### SOURCE EXTRACT
Mid-year market update
by John M. Lee
As I write this column, the first half of 2017 is just about over. We have had a steadily
rising stock market with the major indexes going up 8-15 percent this year. But what
about the real estate market? Let’s look at some data and decide for ourselves where the
market is at currently and try to figure out where it will be going.
I examined the single-family home markets in the Richmond and Sunset districts
(because these two markets generally track very closely together) and compared them
against the data in San Francisco as a whole.
For the first six months in 2017, 70 single-family homes sold in the Richmond, versus 84
in 2016, a decrease of 16.7 percent. The median price went from $1,860,000 in 2016 to
$1,840,000 in 2017, a negligible decrease of half a percent. The median number of days
on the market decreased from 18 to 13, or 27.8 percent.
So, we had fewer sales, about the same prices and shorter marketing time … giving us
mixed signals about the market.

### DATA RECORDS
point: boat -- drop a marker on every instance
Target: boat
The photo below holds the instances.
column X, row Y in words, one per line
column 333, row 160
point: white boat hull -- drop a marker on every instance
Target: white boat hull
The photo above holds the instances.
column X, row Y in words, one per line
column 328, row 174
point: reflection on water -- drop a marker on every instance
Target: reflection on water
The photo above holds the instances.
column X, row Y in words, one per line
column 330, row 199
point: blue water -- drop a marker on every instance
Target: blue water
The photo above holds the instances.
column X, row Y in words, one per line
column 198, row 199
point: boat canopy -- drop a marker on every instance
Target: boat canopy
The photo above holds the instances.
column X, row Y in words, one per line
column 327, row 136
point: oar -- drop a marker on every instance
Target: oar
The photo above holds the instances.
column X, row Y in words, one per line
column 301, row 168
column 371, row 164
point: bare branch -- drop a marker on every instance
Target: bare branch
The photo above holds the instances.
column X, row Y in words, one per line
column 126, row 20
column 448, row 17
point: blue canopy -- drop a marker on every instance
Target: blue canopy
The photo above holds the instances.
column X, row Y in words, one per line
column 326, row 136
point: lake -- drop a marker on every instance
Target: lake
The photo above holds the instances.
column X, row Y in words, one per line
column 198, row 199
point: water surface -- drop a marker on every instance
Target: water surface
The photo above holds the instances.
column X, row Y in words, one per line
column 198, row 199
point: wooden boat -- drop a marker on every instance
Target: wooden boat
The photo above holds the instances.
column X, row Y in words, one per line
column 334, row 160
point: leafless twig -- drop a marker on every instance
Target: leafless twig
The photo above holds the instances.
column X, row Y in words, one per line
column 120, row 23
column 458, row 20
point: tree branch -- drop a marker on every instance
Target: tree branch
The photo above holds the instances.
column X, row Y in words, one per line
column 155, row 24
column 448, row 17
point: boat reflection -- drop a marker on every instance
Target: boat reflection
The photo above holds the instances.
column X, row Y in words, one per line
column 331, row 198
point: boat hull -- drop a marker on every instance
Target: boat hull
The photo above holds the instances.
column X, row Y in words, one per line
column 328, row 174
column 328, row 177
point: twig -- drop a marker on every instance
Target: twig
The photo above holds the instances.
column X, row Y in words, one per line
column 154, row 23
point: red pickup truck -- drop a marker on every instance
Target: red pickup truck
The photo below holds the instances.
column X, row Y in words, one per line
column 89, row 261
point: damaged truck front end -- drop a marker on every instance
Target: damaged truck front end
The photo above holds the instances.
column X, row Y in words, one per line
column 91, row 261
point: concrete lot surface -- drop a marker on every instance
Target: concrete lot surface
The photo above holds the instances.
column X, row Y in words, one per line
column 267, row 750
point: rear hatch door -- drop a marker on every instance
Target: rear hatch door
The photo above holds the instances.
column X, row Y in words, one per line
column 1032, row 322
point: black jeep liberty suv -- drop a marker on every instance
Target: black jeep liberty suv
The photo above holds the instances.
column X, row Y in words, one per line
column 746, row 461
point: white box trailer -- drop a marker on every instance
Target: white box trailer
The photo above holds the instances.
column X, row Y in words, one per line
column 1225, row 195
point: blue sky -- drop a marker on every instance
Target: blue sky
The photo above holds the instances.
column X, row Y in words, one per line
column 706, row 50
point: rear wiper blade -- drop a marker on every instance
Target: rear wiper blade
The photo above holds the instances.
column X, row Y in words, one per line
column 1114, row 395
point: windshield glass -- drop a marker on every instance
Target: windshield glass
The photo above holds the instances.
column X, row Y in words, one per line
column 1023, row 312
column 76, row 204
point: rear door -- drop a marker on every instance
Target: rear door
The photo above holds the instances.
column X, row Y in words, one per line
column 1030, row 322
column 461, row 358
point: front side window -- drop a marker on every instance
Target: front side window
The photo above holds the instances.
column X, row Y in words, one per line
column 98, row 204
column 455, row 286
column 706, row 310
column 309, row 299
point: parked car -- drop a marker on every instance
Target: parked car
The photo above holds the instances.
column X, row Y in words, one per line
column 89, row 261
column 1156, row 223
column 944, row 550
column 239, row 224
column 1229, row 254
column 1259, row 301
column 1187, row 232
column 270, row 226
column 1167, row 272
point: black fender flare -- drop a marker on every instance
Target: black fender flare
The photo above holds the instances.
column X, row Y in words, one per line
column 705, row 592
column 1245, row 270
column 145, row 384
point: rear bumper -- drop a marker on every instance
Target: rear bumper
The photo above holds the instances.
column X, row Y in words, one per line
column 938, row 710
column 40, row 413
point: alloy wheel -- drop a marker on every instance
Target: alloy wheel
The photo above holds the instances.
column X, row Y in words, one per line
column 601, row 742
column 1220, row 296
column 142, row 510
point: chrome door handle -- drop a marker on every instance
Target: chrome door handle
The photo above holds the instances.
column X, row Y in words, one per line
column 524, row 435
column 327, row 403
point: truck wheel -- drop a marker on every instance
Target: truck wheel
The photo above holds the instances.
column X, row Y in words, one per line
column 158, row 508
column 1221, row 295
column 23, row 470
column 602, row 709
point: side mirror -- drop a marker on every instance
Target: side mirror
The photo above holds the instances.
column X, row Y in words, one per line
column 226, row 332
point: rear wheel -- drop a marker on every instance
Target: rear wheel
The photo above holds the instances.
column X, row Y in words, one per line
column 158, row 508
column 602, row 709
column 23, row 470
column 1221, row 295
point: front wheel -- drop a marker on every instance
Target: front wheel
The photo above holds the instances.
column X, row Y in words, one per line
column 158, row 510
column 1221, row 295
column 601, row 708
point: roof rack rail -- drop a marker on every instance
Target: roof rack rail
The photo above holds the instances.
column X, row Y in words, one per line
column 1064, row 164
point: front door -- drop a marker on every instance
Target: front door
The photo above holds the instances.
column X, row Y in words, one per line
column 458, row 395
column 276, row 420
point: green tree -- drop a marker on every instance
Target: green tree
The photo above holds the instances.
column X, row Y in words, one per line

### WRITTEN TASKS
1. From the mid-year market update above, output the passage that begins at the words "For the first" and stops after the words "or 27.8 percent.", copied word for word.
2. Please carry the mid-year real estate market update forward from its final sentence, keeping the same voice and topic.

### FINAL ANSWERS
1.
For the first six months in 2017, 70 single-family homes sold in the Richmond, versus 84
in 2016, a decrease of 16.7 percent. The median price went from $1,860,000 in 2016 to
$1,840,000 in 2017, a negligible decrease of half a percent. The median number of days
on the market decreased from 18 to 13, or 27.8 percent.

2.
In the Sunset, 159 homes sold during the first six months in 2017, versus 174 in 2016, a
decrease of 8.4 percent. The median price rose from $1,237,500 in 2016 to $1.3 million
in 2017, an increase of 5.1 percent. The median days on the market decreased
from 17 to 14 in 2017, a 17.6 percent decrease in marketing time. So, in the Sunset we
are experiencing a lower number of sales, higher appreciation and shorter marketing
times … signals of a strong market.
As a comparison to San Francisco as a whole, the number of single-family home sales
decreased by 2 percent and the median price increased by 3.7 percent over the first six
months. I interpret that to mean as compared to the City as a whole, the Richmond is not
performing as well while the Sunset is outperforming. This is consistent with other
data showing that the higher priced areas in San Francisco have been slowing down
whereas the more affordable locations are still going up. This also means that we are a
real estate market in transition as some segments are slowing instead of everything
going up as a whole.
The lower sales numbers are indicating that more buyers are either priced out of the
market or simply sitting on the sidelines. It also means more owners are not
selling their properties for different reasons.
Nationally, all indicators are also mixed, with higher prices and moderate inventory.
The sentiment is that real estate prices have been going up because of strong demand
and not enough supply.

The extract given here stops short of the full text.